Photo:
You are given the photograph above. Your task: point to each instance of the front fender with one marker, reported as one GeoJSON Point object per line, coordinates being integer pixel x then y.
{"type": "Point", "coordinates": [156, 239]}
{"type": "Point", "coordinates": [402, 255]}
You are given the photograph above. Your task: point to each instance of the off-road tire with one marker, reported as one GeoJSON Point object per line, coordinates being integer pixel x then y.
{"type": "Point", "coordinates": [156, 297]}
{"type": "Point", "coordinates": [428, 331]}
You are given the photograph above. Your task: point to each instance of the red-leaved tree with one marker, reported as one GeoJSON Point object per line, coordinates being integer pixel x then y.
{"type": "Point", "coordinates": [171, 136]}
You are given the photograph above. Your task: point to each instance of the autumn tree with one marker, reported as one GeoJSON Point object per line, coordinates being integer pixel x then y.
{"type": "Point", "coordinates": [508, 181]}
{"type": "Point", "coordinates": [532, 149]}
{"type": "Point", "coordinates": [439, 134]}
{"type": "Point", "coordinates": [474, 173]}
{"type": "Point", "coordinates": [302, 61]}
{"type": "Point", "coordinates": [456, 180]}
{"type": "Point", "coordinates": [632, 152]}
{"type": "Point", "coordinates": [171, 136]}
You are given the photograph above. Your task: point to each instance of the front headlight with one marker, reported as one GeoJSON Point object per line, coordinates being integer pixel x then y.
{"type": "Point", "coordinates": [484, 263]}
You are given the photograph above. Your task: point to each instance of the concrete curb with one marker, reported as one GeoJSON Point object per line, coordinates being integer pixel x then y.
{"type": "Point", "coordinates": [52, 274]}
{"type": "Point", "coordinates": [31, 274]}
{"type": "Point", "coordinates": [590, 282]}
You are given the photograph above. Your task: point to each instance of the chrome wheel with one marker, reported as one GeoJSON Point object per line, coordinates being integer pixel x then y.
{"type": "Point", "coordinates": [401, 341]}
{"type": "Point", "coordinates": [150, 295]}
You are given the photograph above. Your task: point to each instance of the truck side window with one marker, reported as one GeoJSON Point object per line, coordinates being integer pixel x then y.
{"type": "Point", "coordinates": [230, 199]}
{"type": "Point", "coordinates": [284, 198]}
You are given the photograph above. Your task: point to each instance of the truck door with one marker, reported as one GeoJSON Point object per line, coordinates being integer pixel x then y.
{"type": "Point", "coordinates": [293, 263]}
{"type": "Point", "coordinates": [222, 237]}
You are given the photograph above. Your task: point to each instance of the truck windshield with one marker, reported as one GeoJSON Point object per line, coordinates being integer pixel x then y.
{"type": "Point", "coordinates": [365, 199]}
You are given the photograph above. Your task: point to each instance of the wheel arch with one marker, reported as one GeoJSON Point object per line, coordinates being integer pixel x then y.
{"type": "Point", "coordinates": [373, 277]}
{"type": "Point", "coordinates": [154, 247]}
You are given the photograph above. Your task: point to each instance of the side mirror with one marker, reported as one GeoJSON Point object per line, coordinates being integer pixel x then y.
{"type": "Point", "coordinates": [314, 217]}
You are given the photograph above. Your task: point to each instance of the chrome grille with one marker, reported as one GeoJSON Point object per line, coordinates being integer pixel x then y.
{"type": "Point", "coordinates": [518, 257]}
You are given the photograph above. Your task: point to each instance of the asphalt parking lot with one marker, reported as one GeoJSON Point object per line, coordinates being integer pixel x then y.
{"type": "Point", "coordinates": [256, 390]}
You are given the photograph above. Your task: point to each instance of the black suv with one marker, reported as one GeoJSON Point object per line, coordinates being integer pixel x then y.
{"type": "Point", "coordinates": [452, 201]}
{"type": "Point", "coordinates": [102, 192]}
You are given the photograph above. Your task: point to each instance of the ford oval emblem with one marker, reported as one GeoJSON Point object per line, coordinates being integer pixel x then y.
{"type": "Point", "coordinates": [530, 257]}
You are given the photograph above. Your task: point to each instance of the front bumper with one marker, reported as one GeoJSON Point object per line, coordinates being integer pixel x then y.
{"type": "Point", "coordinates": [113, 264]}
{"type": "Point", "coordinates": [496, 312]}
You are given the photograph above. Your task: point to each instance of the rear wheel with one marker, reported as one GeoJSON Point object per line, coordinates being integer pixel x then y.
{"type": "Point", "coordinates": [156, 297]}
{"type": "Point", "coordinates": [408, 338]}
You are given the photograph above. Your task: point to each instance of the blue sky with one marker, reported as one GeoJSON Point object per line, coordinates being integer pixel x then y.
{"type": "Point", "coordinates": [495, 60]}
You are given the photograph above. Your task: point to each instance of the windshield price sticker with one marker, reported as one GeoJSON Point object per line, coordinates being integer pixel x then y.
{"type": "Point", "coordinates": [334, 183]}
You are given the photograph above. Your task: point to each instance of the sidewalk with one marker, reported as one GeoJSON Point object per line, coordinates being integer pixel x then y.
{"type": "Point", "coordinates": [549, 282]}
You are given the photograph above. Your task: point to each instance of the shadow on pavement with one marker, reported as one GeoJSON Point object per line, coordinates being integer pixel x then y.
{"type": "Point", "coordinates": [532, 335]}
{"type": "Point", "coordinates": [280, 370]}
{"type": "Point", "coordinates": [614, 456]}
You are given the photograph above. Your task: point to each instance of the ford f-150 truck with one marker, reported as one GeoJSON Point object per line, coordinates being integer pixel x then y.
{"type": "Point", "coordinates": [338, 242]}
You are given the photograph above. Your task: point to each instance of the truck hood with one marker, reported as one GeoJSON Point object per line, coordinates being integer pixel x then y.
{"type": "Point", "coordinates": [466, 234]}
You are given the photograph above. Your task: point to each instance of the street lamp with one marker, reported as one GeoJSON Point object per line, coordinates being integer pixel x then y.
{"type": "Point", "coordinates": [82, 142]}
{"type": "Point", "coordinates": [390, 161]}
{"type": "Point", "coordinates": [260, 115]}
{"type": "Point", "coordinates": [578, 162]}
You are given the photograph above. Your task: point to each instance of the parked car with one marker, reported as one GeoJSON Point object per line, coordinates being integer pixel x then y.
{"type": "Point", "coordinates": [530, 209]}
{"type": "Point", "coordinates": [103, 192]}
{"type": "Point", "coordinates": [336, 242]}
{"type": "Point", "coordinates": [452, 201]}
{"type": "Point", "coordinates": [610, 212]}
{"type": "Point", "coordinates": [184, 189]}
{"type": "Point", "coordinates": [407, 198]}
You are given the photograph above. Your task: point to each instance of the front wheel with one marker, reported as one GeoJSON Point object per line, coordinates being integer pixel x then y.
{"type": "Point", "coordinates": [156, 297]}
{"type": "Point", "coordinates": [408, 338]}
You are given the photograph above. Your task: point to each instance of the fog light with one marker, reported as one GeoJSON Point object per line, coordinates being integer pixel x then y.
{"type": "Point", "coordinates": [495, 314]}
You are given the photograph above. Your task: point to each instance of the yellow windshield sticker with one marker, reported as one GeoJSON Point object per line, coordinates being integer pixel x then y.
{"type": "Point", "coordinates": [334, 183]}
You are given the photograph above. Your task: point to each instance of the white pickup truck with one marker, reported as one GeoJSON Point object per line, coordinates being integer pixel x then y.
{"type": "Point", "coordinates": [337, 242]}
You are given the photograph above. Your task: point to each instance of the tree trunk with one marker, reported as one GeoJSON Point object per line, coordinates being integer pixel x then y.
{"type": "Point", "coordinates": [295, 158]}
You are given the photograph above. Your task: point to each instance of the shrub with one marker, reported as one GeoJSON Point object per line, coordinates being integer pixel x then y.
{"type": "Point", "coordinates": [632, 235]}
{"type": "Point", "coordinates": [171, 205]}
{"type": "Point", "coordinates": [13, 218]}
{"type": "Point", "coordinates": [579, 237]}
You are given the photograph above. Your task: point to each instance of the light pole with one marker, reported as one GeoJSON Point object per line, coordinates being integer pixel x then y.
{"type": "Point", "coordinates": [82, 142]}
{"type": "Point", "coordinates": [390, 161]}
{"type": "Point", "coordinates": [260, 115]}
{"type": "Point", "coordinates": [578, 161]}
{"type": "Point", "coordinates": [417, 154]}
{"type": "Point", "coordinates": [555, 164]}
##########
* PROBLEM DETAILS *
Print exactly the lines above, starting at the line that contains "of the shrub" and ending with the last line of the records, both included.

* SOLUTION BELOW *
You are given the photograph above. Your task: point to each instance of the shrub with one marker, reported as one GeoJSON Point object per line, coordinates being integer pixel x then y.
{"type": "Point", "coordinates": [632, 235]}
{"type": "Point", "coordinates": [171, 205]}
{"type": "Point", "coordinates": [13, 218]}
{"type": "Point", "coordinates": [579, 237]}
You are given the photograph above. Your task: point to each instance of the light pole with one marker, reported as one GeoJSON Point object per line, coordinates being integer pixel x then y.
{"type": "Point", "coordinates": [82, 142]}
{"type": "Point", "coordinates": [390, 161]}
{"type": "Point", "coordinates": [260, 115]}
{"type": "Point", "coordinates": [578, 161]}
{"type": "Point", "coordinates": [417, 154]}
{"type": "Point", "coordinates": [555, 164]}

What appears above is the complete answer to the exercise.